About this exercise:
All lines after the one containing "Target: dark green pine needles", together with that line itself, should be written out exactly, down to the last line of the entries below.

:::::

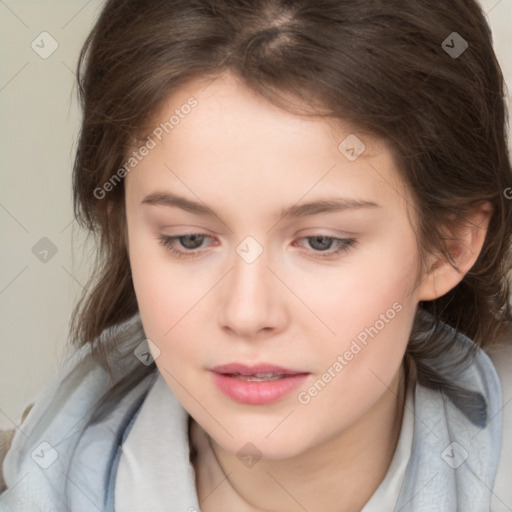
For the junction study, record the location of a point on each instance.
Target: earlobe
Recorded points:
(464, 249)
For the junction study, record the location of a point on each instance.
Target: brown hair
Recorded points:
(381, 65)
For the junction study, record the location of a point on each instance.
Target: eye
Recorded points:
(322, 244)
(189, 244)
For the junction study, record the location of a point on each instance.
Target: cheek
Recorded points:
(370, 309)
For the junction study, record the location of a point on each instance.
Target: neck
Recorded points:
(339, 475)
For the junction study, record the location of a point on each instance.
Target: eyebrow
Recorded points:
(325, 205)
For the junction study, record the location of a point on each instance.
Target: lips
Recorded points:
(263, 368)
(257, 384)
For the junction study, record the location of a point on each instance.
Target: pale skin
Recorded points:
(246, 160)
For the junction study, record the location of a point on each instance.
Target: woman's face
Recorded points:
(327, 293)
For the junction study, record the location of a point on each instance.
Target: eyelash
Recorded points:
(169, 243)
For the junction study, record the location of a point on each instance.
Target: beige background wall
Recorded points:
(39, 123)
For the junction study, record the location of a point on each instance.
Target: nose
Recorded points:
(251, 304)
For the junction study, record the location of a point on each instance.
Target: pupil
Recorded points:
(190, 240)
(327, 243)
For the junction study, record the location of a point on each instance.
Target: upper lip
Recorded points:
(244, 369)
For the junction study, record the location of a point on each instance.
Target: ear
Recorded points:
(464, 248)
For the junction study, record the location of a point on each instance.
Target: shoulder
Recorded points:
(500, 353)
(6, 436)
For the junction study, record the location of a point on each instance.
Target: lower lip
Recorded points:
(257, 393)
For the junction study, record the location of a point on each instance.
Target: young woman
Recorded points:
(304, 218)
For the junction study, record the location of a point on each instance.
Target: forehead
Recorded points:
(216, 135)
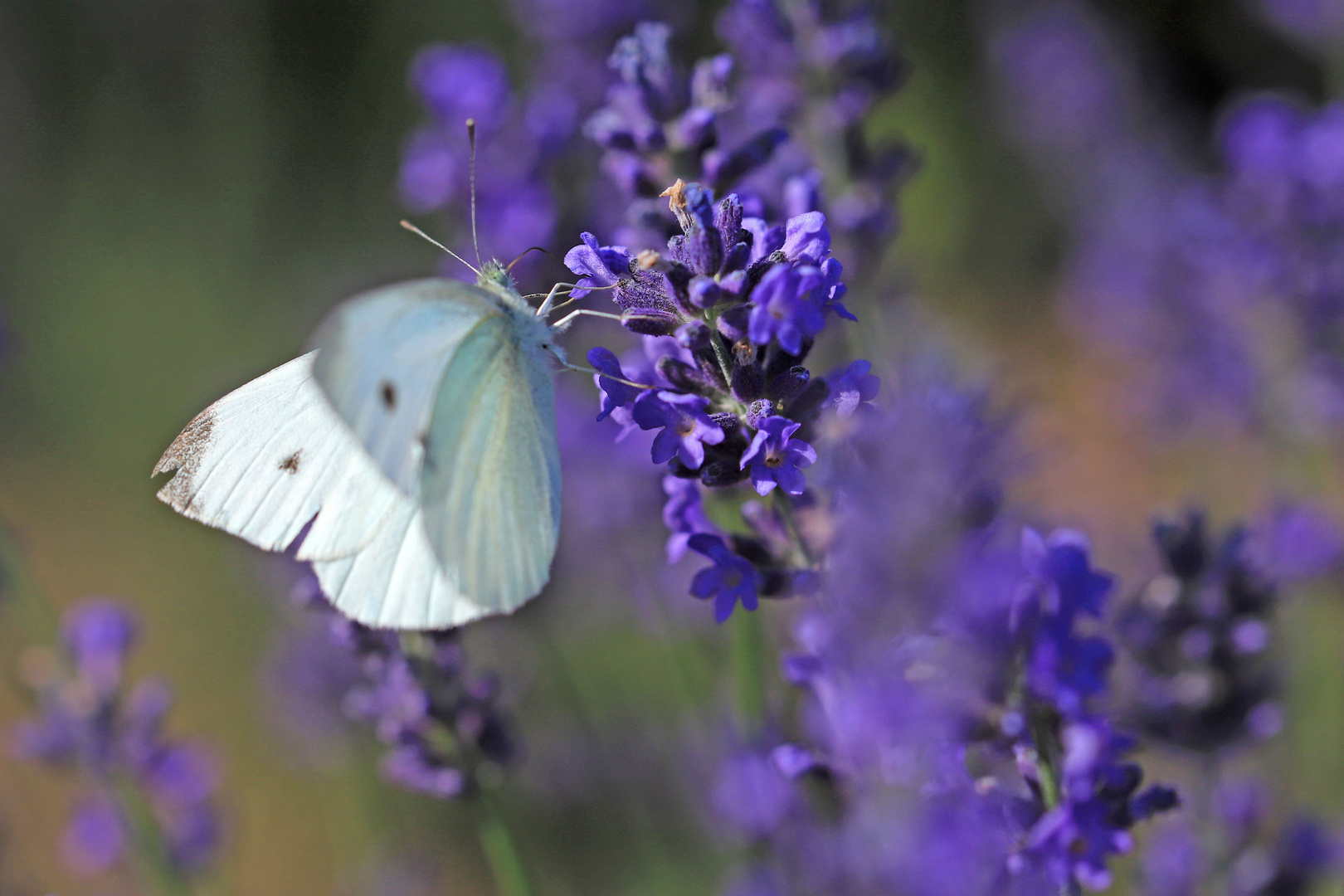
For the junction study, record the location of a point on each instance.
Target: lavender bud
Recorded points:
(737, 257)
(757, 412)
(733, 323)
(728, 218)
(752, 155)
(682, 377)
(728, 422)
(760, 268)
(694, 336)
(679, 275)
(747, 382)
(789, 383)
(734, 282)
(808, 402)
(650, 321)
(711, 371)
(704, 292)
(650, 260)
(719, 473)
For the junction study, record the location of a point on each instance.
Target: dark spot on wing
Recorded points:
(290, 464)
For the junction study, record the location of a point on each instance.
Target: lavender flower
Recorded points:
(515, 204)
(615, 392)
(732, 579)
(85, 722)
(854, 388)
(776, 458)
(1200, 633)
(686, 429)
(784, 308)
(441, 727)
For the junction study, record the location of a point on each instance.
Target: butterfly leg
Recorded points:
(619, 379)
(563, 324)
(548, 306)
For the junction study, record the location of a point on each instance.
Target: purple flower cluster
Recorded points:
(1246, 857)
(767, 119)
(515, 206)
(1176, 271)
(951, 691)
(737, 304)
(1202, 633)
(442, 727)
(1070, 757)
(88, 722)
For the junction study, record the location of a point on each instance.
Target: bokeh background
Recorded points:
(188, 184)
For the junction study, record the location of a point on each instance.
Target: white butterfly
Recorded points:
(418, 438)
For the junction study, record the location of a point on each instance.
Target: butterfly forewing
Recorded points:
(261, 461)
(382, 358)
(491, 483)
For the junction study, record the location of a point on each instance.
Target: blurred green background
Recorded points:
(188, 184)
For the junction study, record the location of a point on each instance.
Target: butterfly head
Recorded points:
(494, 278)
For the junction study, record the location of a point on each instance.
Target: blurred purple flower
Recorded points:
(95, 837)
(683, 514)
(852, 388)
(752, 794)
(88, 722)
(784, 308)
(732, 579)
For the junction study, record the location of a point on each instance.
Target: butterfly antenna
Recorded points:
(530, 249)
(470, 137)
(424, 236)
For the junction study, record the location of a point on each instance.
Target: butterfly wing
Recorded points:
(266, 458)
(491, 481)
(382, 358)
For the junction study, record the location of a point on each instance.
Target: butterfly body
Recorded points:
(416, 444)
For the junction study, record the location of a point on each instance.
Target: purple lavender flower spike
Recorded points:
(854, 388)
(457, 84)
(686, 427)
(615, 394)
(99, 635)
(683, 514)
(784, 309)
(409, 767)
(90, 723)
(728, 581)
(1060, 564)
(806, 238)
(834, 290)
(778, 460)
(752, 794)
(1296, 542)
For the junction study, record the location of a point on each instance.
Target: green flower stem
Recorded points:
(747, 670)
(149, 856)
(503, 857)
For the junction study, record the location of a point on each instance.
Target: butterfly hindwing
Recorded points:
(382, 358)
(491, 483)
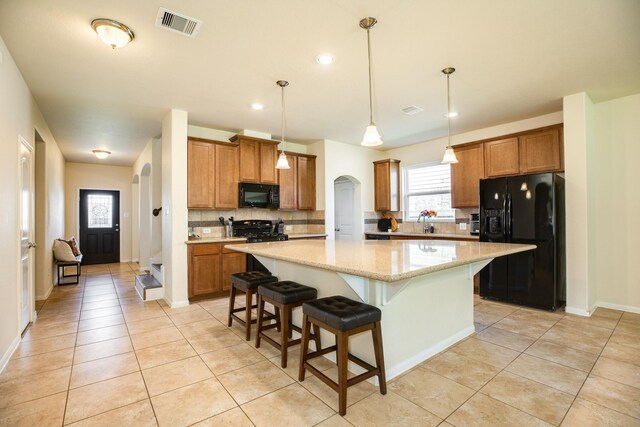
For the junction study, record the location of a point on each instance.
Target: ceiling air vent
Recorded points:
(178, 23)
(411, 110)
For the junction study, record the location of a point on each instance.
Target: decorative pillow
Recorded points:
(62, 251)
(74, 245)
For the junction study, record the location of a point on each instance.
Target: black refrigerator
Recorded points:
(525, 209)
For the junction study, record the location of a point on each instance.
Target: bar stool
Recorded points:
(342, 317)
(248, 283)
(284, 296)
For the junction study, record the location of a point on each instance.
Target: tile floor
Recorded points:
(97, 355)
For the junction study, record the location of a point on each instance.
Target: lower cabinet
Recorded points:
(210, 266)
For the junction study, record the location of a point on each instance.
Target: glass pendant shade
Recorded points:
(371, 137)
(449, 156)
(282, 163)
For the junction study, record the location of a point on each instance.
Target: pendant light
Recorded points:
(282, 159)
(371, 135)
(449, 154)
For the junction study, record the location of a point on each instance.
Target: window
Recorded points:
(428, 186)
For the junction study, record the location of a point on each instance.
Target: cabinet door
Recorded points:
(306, 183)
(226, 177)
(200, 188)
(204, 269)
(268, 159)
(289, 185)
(541, 152)
(232, 262)
(501, 157)
(249, 160)
(466, 175)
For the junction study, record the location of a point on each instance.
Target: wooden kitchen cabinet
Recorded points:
(386, 177)
(501, 157)
(541, 151)
(466, 175)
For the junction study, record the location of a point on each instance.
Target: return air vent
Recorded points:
(411, 110)
(178, 23)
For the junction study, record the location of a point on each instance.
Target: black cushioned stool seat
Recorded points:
(343, 317)
(284, 296)
(248, 283)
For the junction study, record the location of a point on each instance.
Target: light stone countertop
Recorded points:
(384, 260)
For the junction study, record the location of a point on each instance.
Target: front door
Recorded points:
(99, 226)
(26, 232)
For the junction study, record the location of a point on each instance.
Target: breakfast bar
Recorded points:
(424, 288)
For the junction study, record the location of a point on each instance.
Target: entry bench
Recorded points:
(62, 274)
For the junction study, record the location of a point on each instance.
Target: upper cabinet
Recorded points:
(258, 159)
(386, 176)
(466, 174)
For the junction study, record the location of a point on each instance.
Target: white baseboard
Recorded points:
(7, 354)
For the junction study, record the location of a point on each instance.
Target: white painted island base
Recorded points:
(421, 316)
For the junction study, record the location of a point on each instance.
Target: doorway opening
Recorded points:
(347, 208)
(100, 226)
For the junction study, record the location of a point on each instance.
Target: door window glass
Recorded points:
(100, 208)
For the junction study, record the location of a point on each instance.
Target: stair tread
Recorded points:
(148, 281)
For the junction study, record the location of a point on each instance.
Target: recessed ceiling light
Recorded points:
(325, 59)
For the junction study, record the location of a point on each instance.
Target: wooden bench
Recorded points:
(62, 274)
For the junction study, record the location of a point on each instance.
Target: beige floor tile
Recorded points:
(390, 409)
(441, 397)
(616, 370)
(291, 405)
(103, 369)
(482, 410)
(232, 358)
(461, 369)
(613, 395)
(102, 349)
(206, 343)
(505, 338)
(584, 413)
(100, 322)
(171, 376)
(549, 373)
(30, 365)
(43, 412)
(164, 353)
(155, 337)
(563, 355)
(33, 387)
(232, 418)
(534, 398)
(45, 345)
(193, 403)
(253, 381)
(102, 334)
(94, 399)
(485, 352)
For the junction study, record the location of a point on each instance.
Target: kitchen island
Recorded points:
(423, 287)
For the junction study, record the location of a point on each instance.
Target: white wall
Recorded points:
(102, 177)
(19, 115)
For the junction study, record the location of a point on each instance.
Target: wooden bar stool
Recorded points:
(342, 317)
(284, 296)
(248, 283)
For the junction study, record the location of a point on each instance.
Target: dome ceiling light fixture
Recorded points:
(282, 163)
(371, 136)
(112, 33)
(101, 154)
(449, 154)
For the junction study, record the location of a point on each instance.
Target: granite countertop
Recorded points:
(426, 235)
(385, 260)
(202, 240)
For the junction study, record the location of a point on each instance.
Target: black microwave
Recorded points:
(259, 196)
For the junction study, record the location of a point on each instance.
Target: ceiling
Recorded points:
(514, 60)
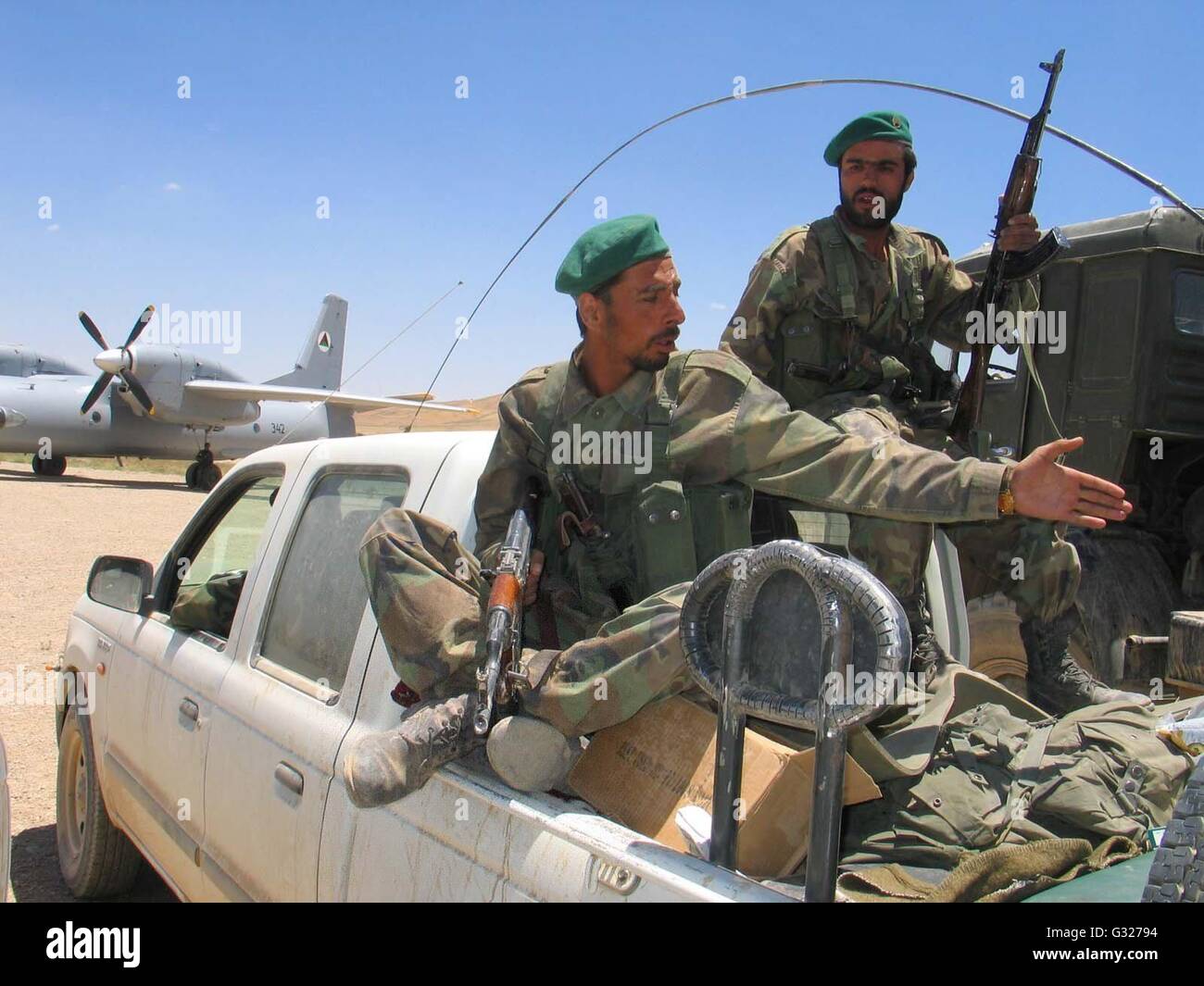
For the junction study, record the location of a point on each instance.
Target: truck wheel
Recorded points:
(1178, 872)
(996, 648)
(95, 857)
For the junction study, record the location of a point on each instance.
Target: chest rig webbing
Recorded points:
(646, 531)
(818, 356)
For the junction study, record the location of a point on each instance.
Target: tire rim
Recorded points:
(75, 796)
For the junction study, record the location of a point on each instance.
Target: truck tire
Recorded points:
(1178, 872)
(95, 857)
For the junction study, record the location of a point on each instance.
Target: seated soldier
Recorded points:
(697, 430)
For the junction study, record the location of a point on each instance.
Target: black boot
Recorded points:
(383, 767)
(1056, 681)
(927, 655)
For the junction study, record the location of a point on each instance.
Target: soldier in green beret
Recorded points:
(663, 448)
(838, 317)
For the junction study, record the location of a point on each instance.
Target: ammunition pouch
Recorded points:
(657, 532)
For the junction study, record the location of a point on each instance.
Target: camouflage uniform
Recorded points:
(211, 605)
(609, 660)
(858, 348)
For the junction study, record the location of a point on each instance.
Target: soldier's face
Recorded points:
(872, 183)
(642, 321)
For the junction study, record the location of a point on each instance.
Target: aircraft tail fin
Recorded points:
(320, 363)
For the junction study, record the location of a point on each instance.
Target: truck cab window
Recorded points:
(1190, 303)
(211, 581)
(320, 600)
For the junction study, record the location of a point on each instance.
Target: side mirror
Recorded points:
(120, 583)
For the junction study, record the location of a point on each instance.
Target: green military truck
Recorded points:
(1120, 349)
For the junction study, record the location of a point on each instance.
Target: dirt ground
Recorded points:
(51, 530)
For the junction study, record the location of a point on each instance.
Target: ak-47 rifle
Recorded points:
(497, 680)
(1004, 268)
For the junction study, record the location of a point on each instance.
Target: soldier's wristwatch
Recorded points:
(1007, 504)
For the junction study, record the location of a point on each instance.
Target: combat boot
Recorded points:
(383, 767)
(1056, 681)
(928, 657)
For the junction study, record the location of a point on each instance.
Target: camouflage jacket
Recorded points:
(791, 312)
(727, 426)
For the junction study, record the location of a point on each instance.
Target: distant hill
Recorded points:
(483, 417)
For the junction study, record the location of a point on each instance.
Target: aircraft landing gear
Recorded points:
(204, 473)
(56, 465)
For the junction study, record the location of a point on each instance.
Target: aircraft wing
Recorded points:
(237, 390)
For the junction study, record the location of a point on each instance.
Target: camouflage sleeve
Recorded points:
(505, 480)
(949, 295)
(771, 293)
(739, 429)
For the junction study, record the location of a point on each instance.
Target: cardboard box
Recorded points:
(641, 772)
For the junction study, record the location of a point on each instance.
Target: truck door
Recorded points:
(288, 701)
(167, 674)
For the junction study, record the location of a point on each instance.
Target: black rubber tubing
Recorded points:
(835, 583)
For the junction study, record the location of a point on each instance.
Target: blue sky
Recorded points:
(209, 203)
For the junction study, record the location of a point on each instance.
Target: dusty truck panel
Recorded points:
(220, 757)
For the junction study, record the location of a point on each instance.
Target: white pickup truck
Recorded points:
(216, 753)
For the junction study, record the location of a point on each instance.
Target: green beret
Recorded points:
(879, 125)
(607, 249)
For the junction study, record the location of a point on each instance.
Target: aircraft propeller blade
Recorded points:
(91, 327)
(144, 320)
(96, 390)
(139, 392)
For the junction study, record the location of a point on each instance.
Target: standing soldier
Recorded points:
(838, 317)
(619, 538)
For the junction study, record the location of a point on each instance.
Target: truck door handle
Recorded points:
(290, 777)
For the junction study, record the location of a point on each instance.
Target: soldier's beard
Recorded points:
(657, 361)
(866, 219)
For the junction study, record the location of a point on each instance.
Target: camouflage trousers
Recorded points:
(1024, 559)
(428, 595)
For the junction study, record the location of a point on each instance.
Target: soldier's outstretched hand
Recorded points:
(1047, 490)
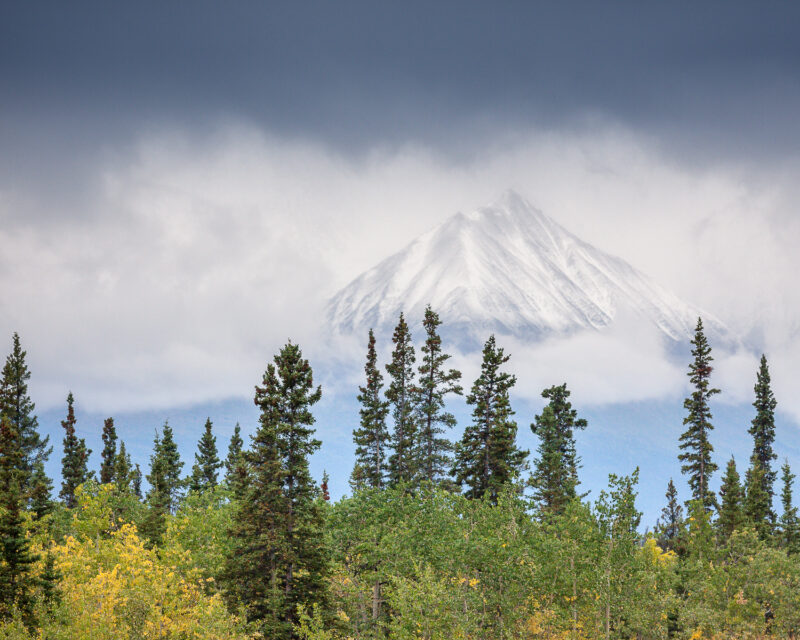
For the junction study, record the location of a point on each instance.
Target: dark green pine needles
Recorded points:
(206, 462)
(371, 437)
(695, 445)
(434, 383)
(487, 456)
(400, 394)
(279, 559)
(74, 464)
(555, 476)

:::::

Written solution:
Target: dark green pine needles
Recorded points:
(206, 462)
(371, 437)
(695, 445)
(434, 383)
(487, 456)
(400, 394)
(279, 559)
(74, 464)
(555, 476)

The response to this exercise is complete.